[Begin Dataset excerpts]
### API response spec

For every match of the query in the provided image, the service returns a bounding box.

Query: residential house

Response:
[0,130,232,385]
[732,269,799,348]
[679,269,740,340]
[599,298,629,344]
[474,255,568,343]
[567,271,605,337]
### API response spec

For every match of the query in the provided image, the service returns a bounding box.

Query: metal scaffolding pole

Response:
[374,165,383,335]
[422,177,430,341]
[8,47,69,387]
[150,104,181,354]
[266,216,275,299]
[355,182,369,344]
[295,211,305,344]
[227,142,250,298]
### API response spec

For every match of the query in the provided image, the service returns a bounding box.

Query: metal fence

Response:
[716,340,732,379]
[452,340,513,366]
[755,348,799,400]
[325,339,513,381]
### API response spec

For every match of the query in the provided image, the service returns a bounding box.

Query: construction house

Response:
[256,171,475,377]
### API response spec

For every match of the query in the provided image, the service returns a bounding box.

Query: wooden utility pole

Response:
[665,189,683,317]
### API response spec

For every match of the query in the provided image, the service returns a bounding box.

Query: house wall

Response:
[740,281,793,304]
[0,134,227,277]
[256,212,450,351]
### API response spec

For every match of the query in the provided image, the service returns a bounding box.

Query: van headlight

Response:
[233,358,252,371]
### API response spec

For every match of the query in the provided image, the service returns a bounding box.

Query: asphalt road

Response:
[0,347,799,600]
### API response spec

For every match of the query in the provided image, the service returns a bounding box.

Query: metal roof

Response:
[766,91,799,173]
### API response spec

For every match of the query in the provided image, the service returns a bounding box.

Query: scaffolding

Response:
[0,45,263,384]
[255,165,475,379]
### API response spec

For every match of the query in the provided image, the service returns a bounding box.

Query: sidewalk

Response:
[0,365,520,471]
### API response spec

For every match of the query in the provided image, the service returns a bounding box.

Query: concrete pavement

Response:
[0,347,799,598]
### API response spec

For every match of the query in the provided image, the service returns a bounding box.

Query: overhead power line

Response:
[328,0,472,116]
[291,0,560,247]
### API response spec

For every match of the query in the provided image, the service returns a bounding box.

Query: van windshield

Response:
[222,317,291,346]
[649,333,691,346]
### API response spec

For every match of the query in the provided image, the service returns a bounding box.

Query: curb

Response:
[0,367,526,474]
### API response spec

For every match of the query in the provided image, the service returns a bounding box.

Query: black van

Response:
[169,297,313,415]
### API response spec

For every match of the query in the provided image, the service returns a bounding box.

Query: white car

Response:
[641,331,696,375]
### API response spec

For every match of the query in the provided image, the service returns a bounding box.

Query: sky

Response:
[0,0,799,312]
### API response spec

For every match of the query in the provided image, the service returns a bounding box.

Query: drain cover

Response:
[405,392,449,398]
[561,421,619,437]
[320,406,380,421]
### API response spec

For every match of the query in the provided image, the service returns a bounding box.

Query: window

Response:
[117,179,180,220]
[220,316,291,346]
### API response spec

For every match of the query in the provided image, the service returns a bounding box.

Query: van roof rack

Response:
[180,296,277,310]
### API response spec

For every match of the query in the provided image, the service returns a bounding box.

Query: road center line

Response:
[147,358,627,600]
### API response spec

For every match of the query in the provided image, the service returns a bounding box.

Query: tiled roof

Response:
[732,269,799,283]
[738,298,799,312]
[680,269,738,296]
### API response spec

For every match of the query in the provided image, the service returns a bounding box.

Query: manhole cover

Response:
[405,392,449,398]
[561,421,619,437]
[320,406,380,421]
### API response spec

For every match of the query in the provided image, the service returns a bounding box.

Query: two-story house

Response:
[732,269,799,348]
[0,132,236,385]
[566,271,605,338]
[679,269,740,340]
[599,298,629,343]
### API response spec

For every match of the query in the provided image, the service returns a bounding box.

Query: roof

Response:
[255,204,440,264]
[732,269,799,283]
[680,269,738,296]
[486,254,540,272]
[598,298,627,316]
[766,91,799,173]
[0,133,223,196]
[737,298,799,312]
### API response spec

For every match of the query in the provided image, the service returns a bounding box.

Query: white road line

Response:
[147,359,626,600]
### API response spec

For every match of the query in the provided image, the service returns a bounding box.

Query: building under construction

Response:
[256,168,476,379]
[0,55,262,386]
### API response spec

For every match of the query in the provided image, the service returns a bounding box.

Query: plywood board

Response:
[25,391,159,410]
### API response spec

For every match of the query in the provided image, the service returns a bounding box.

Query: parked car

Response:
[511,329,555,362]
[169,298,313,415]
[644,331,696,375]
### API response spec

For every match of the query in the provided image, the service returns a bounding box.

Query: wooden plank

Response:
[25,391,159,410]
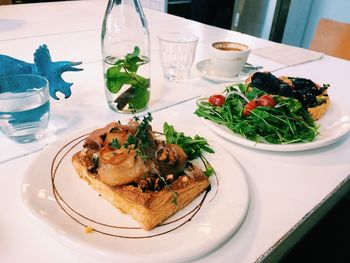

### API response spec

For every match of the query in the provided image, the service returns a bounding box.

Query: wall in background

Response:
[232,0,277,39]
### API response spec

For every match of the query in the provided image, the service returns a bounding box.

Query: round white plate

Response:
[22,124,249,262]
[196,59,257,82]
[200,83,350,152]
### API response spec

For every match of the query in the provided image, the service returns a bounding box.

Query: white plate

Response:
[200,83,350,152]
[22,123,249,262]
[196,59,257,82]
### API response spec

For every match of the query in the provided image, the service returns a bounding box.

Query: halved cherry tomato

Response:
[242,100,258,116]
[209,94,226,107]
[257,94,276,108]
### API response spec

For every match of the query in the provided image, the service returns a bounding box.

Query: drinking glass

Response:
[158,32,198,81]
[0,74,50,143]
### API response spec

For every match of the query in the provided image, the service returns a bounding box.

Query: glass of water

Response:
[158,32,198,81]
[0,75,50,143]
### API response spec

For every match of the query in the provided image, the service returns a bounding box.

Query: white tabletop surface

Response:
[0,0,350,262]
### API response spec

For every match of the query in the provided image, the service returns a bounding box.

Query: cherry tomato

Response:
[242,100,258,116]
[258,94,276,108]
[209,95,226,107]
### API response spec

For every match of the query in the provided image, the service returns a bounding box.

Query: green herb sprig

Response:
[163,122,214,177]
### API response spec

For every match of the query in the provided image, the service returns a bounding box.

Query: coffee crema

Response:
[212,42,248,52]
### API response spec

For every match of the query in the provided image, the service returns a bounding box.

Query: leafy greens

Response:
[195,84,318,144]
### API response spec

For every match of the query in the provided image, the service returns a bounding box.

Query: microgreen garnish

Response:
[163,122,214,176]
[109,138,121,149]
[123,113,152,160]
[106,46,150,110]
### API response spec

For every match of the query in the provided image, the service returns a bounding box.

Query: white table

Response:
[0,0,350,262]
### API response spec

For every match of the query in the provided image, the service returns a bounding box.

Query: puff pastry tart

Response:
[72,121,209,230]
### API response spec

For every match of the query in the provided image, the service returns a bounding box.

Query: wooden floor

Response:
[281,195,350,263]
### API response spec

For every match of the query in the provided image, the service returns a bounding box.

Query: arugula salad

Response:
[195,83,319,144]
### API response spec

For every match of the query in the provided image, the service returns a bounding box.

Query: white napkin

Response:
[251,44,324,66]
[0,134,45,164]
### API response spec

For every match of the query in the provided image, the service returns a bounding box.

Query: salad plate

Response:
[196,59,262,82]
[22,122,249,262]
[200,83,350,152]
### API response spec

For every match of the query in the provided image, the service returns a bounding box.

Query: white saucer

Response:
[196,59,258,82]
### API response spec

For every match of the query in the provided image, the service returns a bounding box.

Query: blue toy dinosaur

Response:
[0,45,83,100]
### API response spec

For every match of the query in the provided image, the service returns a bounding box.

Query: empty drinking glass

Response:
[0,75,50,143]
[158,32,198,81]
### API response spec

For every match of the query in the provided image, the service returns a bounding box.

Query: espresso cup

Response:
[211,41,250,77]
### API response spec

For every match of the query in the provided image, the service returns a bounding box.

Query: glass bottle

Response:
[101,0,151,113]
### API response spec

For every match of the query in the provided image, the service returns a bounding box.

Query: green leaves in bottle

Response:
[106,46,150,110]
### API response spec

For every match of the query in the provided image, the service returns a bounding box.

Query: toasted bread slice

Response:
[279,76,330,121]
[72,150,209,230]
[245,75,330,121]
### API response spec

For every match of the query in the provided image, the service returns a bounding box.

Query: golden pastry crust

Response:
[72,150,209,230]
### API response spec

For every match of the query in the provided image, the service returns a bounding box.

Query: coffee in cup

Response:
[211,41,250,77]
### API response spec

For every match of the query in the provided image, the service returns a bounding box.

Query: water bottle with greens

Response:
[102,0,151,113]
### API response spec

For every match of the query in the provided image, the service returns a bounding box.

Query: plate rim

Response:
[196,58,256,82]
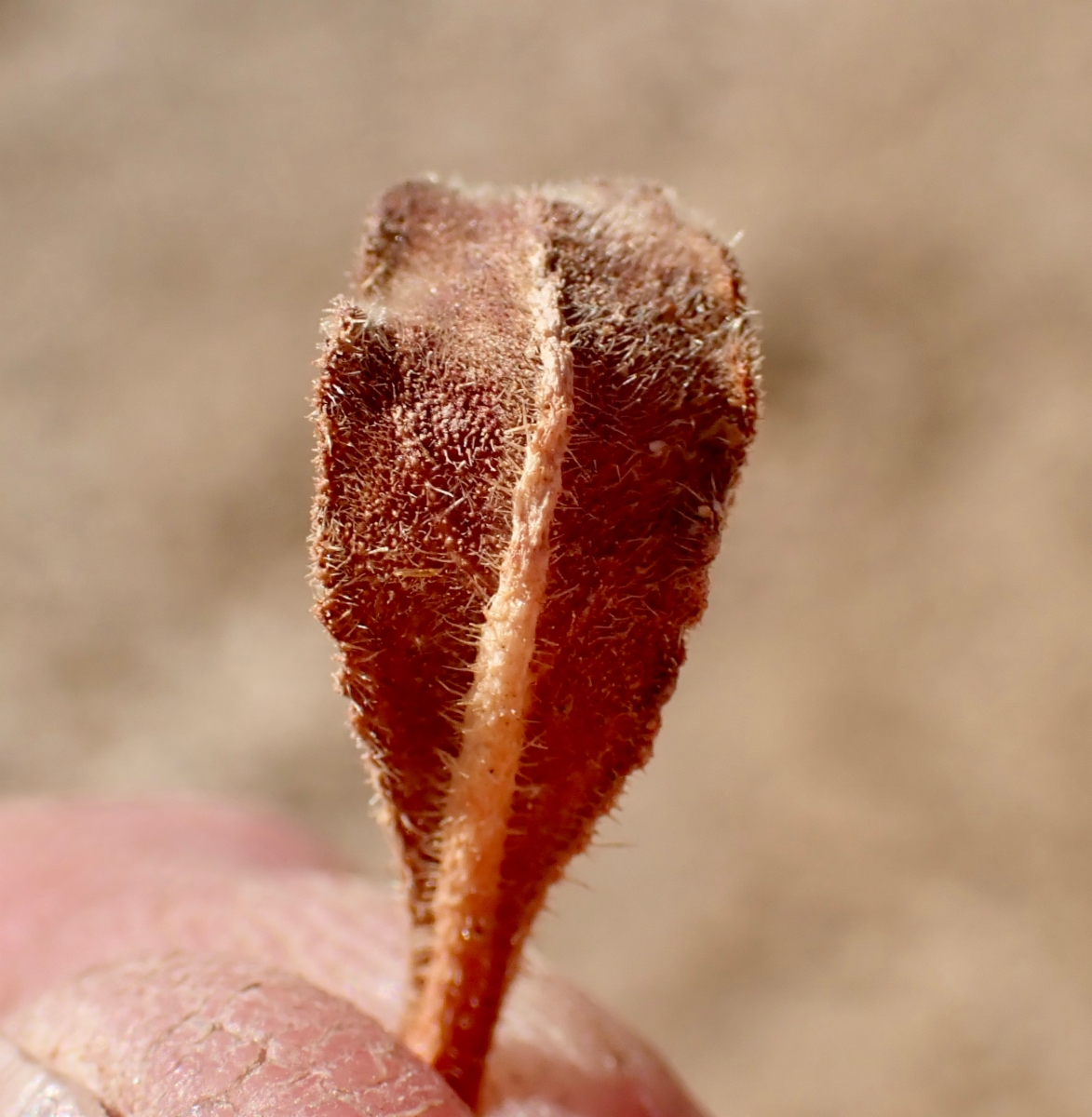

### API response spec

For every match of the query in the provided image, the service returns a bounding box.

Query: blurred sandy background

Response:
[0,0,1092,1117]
[End Dataset excerpts]
→ Exercise description
Could you set down the records word for word, from their very first line through the line that contains "[256,171,475,377]", with both of those lines included?

→ Complete output
### API response spec

For every match of the query in the provided image, the service returns a bounding box.

Query: residential house

Response:
[0,130,232,385]
[732,269,799,348]
[679,269,740,340]
[599,298,629,344]
[474,255,568,343]
[567,271,605,337]
### API response spec

For every match of the query in the provided image, the service returns a bounding box.

Query: metal scaffolding pole

Response:
[374,165,383,335]
[422,177,430,341]
[8,47,69,387]
[150,104,181,354]
[266,216,275,299]
[355,182,369,344]
[295,211,305,344]
[227,142,250,298]
### API response spec

For every match of the query in the provided image, the service returns a bounding box.

Query: metal fence

Response:
[716,340,732,379]
[452,340,513,366]
[755,348,799,400]
[325,339,513,381]
### API response spec

For every match of the query in the provided image, the service returns a bounding box.

Query: construction house

Response:
[256,171,475,377]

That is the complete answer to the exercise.